Beneath this line is the data. Output exactly the lines from the line with "positive clicks: (455, 476) (452, 462)" to the line with "rough mask: <svg", both ends included, and nothing more.

(Stored records)
------

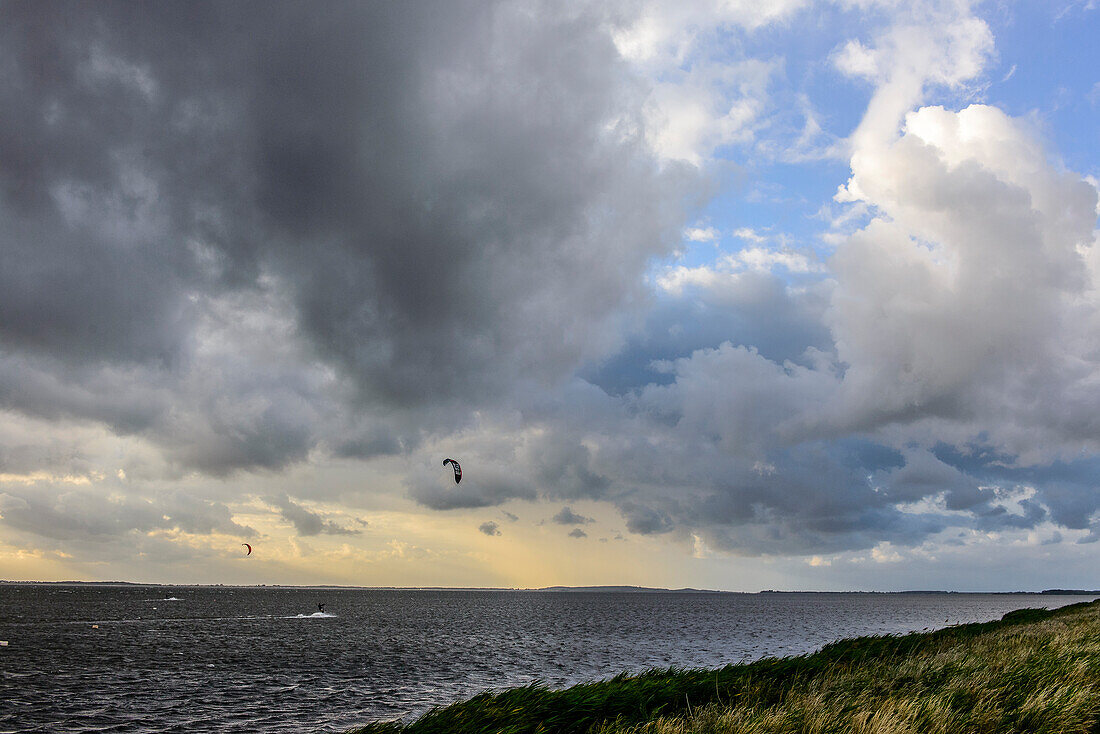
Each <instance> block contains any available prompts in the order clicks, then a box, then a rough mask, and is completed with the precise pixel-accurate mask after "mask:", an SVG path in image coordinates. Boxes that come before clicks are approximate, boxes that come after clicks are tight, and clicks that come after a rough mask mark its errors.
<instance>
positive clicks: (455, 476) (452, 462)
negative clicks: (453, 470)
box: [443, 459, 462, 484]
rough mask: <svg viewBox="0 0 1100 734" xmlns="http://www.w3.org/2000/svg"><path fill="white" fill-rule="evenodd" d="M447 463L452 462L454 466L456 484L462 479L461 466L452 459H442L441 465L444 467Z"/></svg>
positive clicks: (461, 467)
mask: <svg viewBox="0 0 1100 734" xmlns="http://www.w3.org/2000/svg"><path fill="white" fill-rule="evenodd" d="M448 463H450V464H452V465H453V468H454V483H455V484H458V483H459V482H461V481H462V467H460V465H459V462H458V461H455V460H454V459H443V465H444V467H445V465H447V464H448Z"/></svg>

------

• **Your response**
positive clicks: (455, 476) (452, 462)
negative clicks: (453, 470)
box: [443, 459, 462, 484]
rough mask: <svg viewBox="0 0 1100 734" xmlns="http://www.w3.org/2000/svg"><path fill="white" fill-rule="evenodd" d="M447 463L452 462L454 466L456 484L462 479L461 466L452 459H442L441 465L444 467Z"/></svg>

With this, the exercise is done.